▶ Provided records
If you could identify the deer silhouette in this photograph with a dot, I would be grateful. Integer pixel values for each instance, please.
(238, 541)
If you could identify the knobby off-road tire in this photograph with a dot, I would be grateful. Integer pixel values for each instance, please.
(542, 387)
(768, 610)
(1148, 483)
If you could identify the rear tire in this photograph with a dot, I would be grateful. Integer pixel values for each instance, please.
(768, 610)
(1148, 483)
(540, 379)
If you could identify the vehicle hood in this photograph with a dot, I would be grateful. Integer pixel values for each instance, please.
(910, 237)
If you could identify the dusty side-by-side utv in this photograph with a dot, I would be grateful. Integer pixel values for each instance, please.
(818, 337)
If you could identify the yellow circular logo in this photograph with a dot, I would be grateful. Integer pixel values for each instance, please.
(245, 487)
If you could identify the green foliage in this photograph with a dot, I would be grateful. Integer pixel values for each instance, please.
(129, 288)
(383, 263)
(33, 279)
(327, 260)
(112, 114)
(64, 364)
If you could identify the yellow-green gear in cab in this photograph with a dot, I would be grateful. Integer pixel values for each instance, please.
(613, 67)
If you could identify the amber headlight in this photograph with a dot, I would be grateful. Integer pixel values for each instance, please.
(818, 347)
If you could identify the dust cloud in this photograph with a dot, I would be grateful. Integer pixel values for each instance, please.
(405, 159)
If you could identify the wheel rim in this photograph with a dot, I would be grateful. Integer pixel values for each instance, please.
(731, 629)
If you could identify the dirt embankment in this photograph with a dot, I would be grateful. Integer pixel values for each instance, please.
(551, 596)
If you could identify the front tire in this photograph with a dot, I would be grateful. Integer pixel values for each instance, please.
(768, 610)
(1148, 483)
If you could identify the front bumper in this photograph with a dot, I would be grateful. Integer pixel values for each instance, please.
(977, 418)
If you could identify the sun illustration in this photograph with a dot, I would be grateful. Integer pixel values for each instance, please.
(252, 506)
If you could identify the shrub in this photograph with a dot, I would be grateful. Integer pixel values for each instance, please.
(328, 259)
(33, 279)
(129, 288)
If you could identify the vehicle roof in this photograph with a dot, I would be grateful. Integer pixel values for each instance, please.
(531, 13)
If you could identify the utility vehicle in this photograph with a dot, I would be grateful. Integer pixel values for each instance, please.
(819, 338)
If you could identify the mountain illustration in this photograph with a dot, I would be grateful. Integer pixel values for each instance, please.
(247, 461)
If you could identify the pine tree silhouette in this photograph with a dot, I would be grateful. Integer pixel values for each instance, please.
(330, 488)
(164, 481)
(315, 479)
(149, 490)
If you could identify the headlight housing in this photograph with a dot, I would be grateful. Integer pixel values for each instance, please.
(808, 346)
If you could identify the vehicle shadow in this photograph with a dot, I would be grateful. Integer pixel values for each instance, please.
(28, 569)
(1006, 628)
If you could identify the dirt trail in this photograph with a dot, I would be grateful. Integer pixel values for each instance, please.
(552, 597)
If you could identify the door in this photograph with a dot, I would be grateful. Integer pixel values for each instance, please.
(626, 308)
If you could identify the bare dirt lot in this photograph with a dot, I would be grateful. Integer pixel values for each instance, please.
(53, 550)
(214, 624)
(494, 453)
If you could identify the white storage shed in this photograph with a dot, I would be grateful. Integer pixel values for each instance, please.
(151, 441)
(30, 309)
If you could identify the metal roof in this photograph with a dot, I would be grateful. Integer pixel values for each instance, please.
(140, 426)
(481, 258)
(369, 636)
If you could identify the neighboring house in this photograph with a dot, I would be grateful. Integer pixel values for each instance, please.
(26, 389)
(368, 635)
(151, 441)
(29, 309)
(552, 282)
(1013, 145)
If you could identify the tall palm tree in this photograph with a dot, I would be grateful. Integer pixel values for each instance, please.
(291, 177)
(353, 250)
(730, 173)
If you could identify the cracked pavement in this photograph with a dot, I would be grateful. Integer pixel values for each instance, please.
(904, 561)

▶ What the task asks
Reproduce the entire listing above verbatim, from its first line through its last.

▶ Output below
If you could identify the deer silhouette in this photograph with a dot, I would be grateful. Integer pixel values for each instance, please.
(238, 541)
If you could identify the knobby off-road tire in this photograph with a dot, I would be grateful. Integer pixel values for each instance, please.
(542, 387)
(768, 610)
(1148, 483)
If you could identify the rear tire in this photograph with a dot, I would be grateful. Integer pixel values for each instance, please.
(768, 610)
(1148, 483)
(540, 379)
If you could identify the vehicle hood in this photograph with a dot, I would be grateful. Integer pixel values for each instance, please.
(910, 237)
If you could identify the dusty side-by-side utv in this photograph with a dot, I would be grateful. Integer pixel values for each instance, please.
(818, 337)
If you could identify the yellow circular logo in this photograph with a dot, I would be grateful. Integer pixel values for each instance, please.
(245, 487)
If you could identify the green foliage in this photograph with a dot, I would be grateful. Integer pixel values for each instance, please.
(129, 288)
(383, 263)
(33, 279)
(327, 260)
(112, 114)
(64, 364)
If you could identify the yellow-green gear in cab in this photograph with a dot, I would be grateful. Integer pixel values for each instance, please.
(613, 67)
If you could identify the amber headlight in this photograph with a dot, I would be grateful. Integer pixel values for each instance, please.
(818, 347)
If you could identify the dust cloud in this photograph with a dot, I would be grateful. Integer pixel values for each instance, please.
(405, 159)
If you could identify the wheel rim in this photograph with a dot, I would be grateful. Integer pixel values for each instance, please.
(731, 629)
If you could identify the dirt embankment in this photograph with a dot, I would be grateful. Integer pixel values for each instance, please.
(551, 596)
If you could identify the front tire in this photograph with a dot, I would be grateful. Integer pixel values for each instance, please.
(768, 610)
(1148, 483)
If you could identify the front bumper in this photograph with a dot, I would be grateful. Integer pixel values for each instance, please.
(977, 418)
If you could identify the sun illustration in this photograph with a dot, I would be grateful. Integer pixel values for each instance, please.
(252, 506)
If you could identify the shrub in this photograph with a dot, I would be grateful. Integer pixel values for each instance, please.
(328, 259)
(33, 279)
(129, 288)
If you could identify the vehicle roof in this photograph with a dot, I would be grateful. Integer pixel values for each instance, please.
(531, 13)
If you could identify the utility vehicle in this photograph with a dot, I would be grateful. Integer pixel values for each instance, please.
(819, 338)
If you could identify the mountain illustration in this photograph with a dot, I would be grateful. Integer pixel values for each instance, please.
(247, 461)
If you could identify the pine tree silhouette in this photograph with a dot, I would be grateful. Integer pixel values for each instance, please.
(330, 488)
(164, 481)
(315, 479)
(149, 490)
If you could identify the headlight housing in this photograph with a dot, I would be grateful. Integer pixel values for each instance, please.
(808, 346)
If you could identify the vehicle shadow in this photograph with a dot, I would be grateful. Integer pixel values for each instance, please.
(28, 569)
(1006, 628)
If you could identify the dirt trail in this photograph with a dot, I would be grateful. Integer pixel values for each instance, please.
(552, 597)
If you could identify the door in this photograph with a dot, I would be grateful. Integer pixel values for each instance, please.
(626, 308)
If you could identify the bare dirt lot in this photograph with a dot, I would be grateful. Integer pixel values for each instance, please.
(53, 550)
(214, 624)
(494, 453)
If you could identify the white storage shed in this photograph with a dot, I would be grateful. Integer pixel values for each instance, please.
(151, 441)
(30, 309)
If you could identify the metal roof in this photograph with a dot, I would be grateful. Integer pixel values for each instance, please.
(140, 426)
(481, 258)
(369, 636)
If you could identify the neighboring house in this photograph with a dot, I would be grateful. Integer pixel values for each instance, please.
(26, 389)
(368, 635)
(151, 441)
(29, 309)
(552, 282)
(1013, 145)
If you could identify the tall palm tree in this photograph with a dot, I would be grateful. Integer pixel values for each instance, please.
(291, 177)
(353, 250)
(730, 173)
If you could identify the cracked pavement in this photograph with a dot, I would be grateful. Integer pixel values for each instance, please.
(904, 561)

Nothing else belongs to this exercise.